::: Supplied material :::
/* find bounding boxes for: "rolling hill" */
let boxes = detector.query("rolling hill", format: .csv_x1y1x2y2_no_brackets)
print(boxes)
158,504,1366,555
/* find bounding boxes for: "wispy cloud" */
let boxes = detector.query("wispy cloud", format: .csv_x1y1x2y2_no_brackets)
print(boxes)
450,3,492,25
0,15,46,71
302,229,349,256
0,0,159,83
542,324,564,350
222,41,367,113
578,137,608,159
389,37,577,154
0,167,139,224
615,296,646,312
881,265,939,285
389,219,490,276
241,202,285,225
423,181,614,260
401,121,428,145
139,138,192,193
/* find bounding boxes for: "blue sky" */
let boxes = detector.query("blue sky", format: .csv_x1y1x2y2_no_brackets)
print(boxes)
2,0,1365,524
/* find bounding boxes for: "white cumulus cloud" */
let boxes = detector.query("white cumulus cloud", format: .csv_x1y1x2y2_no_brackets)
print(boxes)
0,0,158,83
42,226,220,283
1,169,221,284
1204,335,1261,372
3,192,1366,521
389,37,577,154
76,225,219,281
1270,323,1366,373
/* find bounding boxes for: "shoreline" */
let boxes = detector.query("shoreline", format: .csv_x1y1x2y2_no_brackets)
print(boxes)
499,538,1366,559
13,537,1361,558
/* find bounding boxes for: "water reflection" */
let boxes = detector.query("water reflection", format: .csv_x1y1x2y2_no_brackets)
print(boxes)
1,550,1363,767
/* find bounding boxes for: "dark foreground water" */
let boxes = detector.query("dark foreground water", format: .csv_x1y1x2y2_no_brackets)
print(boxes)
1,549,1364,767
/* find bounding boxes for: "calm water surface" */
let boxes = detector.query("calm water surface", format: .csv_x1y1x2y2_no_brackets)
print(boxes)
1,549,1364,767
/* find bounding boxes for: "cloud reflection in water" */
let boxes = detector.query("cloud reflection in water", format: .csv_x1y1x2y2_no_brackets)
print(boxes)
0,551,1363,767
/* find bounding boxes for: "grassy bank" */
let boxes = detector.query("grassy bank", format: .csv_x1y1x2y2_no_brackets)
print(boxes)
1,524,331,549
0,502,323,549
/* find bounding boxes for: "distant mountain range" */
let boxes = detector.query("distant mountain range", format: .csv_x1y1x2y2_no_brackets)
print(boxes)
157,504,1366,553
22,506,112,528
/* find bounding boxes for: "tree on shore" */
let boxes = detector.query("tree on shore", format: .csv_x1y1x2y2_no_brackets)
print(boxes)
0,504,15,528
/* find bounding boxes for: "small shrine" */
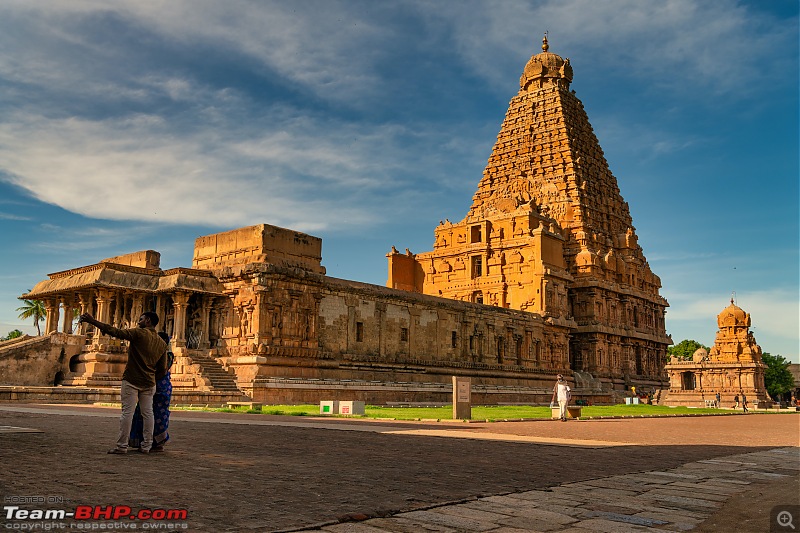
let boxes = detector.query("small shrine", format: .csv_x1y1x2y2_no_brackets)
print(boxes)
663,299,771,407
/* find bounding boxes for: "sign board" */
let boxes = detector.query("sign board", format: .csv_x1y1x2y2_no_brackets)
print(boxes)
452,376,472,419
457,380,471,402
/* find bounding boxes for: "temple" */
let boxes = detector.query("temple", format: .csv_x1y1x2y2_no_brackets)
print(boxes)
389,36,670,389
662,299,771,407
2,37,672,404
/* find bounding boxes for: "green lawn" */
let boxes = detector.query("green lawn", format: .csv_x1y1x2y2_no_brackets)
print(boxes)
172,403,776,420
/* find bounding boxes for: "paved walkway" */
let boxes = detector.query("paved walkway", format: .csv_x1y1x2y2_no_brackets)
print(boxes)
301,448,798,533
0,404,798,532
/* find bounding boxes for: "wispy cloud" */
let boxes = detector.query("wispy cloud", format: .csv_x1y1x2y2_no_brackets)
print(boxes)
0,108,486,233
0,212,32,221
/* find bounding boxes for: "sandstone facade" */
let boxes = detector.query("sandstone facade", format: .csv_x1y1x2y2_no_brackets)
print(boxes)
388,36,670,388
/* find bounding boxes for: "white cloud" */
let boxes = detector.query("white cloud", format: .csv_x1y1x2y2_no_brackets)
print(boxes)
0,106,484,233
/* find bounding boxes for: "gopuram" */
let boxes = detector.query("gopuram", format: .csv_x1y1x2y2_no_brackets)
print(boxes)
662,299,771,407
389,36,670,389
2,37,670,405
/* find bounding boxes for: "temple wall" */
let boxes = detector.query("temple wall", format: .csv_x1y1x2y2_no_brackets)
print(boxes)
0,333,83,386
212,265,574,401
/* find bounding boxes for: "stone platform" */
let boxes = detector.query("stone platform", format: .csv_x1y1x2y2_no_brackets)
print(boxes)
0,380,613,406
0,385,248,406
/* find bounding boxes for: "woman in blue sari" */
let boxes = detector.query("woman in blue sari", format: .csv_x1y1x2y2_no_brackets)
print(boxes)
129,332,173,452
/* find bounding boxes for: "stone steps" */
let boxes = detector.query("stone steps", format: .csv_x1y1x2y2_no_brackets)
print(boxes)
185,353,241,392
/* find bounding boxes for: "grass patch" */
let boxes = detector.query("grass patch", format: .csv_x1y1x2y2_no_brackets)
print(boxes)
171,403,766,420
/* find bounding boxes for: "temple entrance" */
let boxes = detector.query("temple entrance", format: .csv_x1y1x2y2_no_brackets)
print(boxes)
681,371,695,391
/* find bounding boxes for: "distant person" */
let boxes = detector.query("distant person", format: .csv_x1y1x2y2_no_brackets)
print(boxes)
742,393,749,413
130,332,174,452
630,385,636,397
733,394,740,409
715,392,721,408
78,312,167,454
551,374,571,422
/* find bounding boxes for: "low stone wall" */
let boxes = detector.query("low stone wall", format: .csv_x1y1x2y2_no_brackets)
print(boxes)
0,386,248,407
242,377,611,405
0,333,83,386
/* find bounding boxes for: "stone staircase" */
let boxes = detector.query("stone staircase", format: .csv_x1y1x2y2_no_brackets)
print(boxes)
178,351,242,393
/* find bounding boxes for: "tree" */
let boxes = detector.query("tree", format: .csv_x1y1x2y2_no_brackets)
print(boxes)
667,339,709,361
1,329,23,341
762,353,795,400
16,296,46,336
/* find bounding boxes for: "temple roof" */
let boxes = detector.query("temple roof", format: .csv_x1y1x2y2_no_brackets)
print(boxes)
717,298,750,328
23,261,224,299
520,35,572,90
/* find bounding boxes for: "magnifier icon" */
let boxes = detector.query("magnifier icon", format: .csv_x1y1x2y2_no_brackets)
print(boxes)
778,510,795,530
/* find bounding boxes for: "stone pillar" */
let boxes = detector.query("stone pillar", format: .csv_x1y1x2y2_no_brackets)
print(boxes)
245,305,255,343
154,294,165,332
96,290,112,324
131,294,145,327
172,292,190,347
199,296,212,349
44,299,59,335
113,292,124,328
209,301,221,347
78,293,92,335
90,290,112,348
60,298,73,334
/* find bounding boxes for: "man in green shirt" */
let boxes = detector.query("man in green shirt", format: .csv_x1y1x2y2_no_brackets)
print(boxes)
79,311,167,454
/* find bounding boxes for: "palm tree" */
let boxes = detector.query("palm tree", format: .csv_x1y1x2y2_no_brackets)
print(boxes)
16,296,46,336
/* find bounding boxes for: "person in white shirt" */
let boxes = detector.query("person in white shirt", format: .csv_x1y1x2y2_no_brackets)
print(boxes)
551,374,571,421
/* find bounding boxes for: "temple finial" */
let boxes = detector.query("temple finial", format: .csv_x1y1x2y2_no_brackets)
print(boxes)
542,32,549,52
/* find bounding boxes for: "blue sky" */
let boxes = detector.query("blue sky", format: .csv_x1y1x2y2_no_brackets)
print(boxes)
0,0,797,362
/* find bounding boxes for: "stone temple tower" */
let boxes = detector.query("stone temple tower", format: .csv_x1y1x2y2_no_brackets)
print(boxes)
388,36,670,387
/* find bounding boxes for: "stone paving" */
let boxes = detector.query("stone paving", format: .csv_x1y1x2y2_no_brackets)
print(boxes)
0,404,798,532
304,448,799,532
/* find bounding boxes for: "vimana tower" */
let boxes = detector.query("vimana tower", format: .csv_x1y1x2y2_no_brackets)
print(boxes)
389,36,670,387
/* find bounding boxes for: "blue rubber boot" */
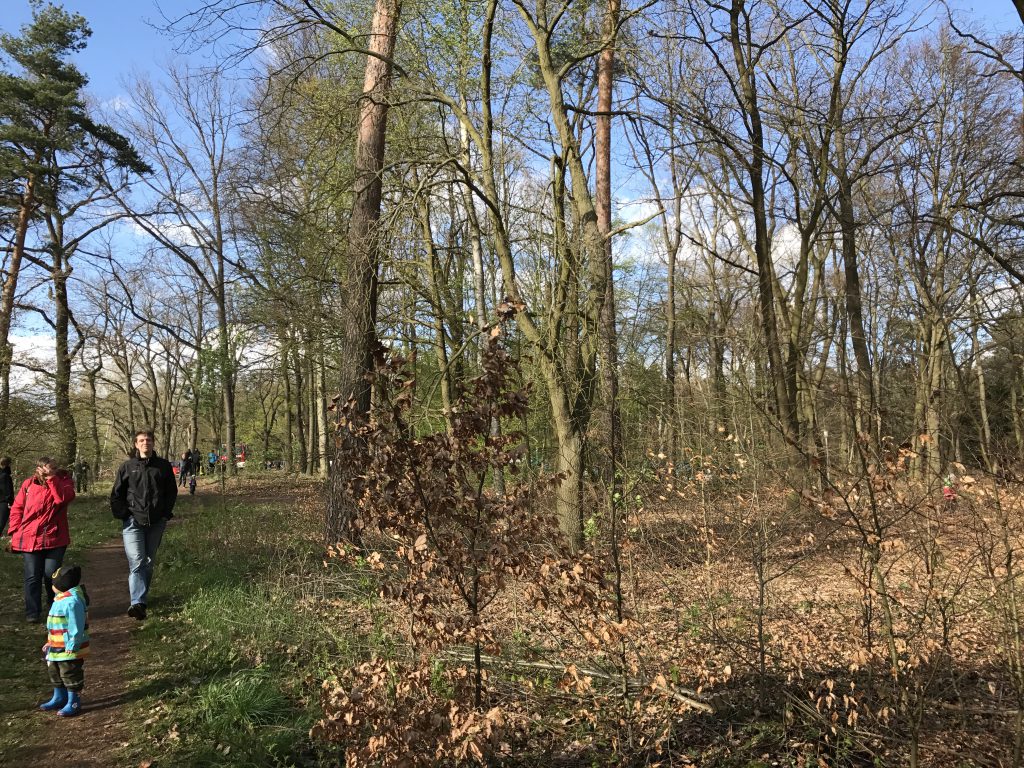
:::
A complete answer gives every line of the records holding "steps".

/* find bounding boxes for: "stone steps" */
let boxes = detector.query("stone steps", format: .csv_x1y1x2y2_no_brackets)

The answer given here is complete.